● **EXTRAIT**:
++++++
1Absent des dictionnaires il y a peu de temps encore, le terme d’empathie est aujourd’hui entré dans le langage courant et a le vent en poupe dans des contextes aussi divers que le travail social, le marketing ou l’éducation. Si le terme se veut de plus en plus nomade, la question de savoir ce qu’est l’empathie ‑ et ce qu’elle n’est pas ‑ se pose avec d’autant plus d’acuité que les acceptions sont diverses et parfois contradictoires. Ce livre, co-écrit par Marie-Lise Brunel, docteure en psychologie du counseling, et Jacques Cosnier, docteur en sciences naturelles et spécialiste en psychiatrie et en éthologie de la communication, a pour ambition de dresser un état de l’art de la question, ambition qui, comme le soulignent les auteurs, s’est avérée pour le moins complexe et colossale tant les recherches sur ce sujet ont littéralement explosé ces dernières années dans des champs disciplinaires très divers. En quoi l’empathie se distingue-t-elle de la sympathie ou de la contagion émotionnelle ? La partage-t-on avec les animaux ou bien est-elle au cœur de la différence anthropologique ? Dans quelle mesure est-elle impliquée dans les interactions sociales ? Ou encore : de quelles façons peut-on mesurer l’empathie d’un individu ? Voilà quelques-unes des questions auxquelles ce livre tente de répondre en mobilisant un large corpus de recherches transdisciplinaires. Et force est de constater, à sa lecture, que si nous pratiquons l’empathie au quotidien et si ce terme nous apparaît familier, nous n’en savons pourtant pas grand chose tant du point de vue de son ontogenèse que de celui des mécanismes qui la sous-tendent ou de ses liens avec la communication.

2L’ouvrage est constitué de huit chapitres concis mais très denses qui traitent tour à tour de l’histoire du concept, de sa phylo- et onto-genèse, de ses liens avec la communication, de ses mécanismes, des pathologies qui l’affectent, de son statut en psychanalyse et dans les thérapies humanistes, de ses mesures et des formations pour la travailler. Il comporte également un glossaire fort utile au lecteur non expert pour mieux saisir le sens des termes et notions utilisés tout au long du livre.
++++++
● **DONNÉES FOURNIES**:
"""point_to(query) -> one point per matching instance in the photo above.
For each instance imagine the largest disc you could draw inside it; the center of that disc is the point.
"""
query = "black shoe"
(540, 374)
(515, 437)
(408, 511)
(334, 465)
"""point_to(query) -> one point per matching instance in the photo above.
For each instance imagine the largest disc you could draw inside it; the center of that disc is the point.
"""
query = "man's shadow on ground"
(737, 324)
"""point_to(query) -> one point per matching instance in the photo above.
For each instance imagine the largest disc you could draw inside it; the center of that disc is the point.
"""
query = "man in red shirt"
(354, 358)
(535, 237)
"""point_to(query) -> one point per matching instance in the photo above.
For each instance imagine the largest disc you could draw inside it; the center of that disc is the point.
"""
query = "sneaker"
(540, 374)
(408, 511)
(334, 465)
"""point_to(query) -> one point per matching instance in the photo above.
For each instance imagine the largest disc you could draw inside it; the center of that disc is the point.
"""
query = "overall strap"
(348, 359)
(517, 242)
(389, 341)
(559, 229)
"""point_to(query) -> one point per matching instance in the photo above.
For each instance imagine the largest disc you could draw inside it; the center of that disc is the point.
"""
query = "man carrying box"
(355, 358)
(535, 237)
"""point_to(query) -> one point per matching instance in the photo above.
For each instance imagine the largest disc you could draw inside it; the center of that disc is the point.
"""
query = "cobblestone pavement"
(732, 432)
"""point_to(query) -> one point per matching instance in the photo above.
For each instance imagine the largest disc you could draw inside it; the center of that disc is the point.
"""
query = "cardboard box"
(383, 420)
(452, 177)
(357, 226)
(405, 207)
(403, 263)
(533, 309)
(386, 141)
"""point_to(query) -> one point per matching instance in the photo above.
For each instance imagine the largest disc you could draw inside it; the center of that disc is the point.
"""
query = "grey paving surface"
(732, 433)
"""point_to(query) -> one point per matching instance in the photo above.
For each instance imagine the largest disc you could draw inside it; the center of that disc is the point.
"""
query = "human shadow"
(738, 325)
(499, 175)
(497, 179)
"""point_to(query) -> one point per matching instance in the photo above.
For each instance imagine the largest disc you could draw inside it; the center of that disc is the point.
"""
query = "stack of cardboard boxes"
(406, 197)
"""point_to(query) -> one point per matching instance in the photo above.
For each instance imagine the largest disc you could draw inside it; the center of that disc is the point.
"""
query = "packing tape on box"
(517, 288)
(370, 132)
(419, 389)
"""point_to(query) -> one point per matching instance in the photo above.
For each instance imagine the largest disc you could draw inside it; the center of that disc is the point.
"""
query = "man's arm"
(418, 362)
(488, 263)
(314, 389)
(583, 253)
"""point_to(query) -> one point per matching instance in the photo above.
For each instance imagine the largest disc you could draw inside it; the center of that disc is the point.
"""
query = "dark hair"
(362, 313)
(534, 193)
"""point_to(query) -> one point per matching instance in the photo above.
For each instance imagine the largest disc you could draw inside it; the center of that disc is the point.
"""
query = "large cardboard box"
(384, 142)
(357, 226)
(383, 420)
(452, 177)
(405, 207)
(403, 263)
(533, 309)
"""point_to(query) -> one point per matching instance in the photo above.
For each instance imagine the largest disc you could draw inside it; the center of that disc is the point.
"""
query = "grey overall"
++++++
● **CONSIGNE**: Comment traduire en anglais cette phrase de l'extrait : « Il comporte également un glossaire fort utile au lecteur non expert pour mieux saisir le sens des termes et notions utilisés tout au long du livre. » ?

● **RÉPONSE ATTENDUE**: It also includes a glossary that is very useful to the non-expert reader for better grasping the meaning of the terms and notions used throughout the book.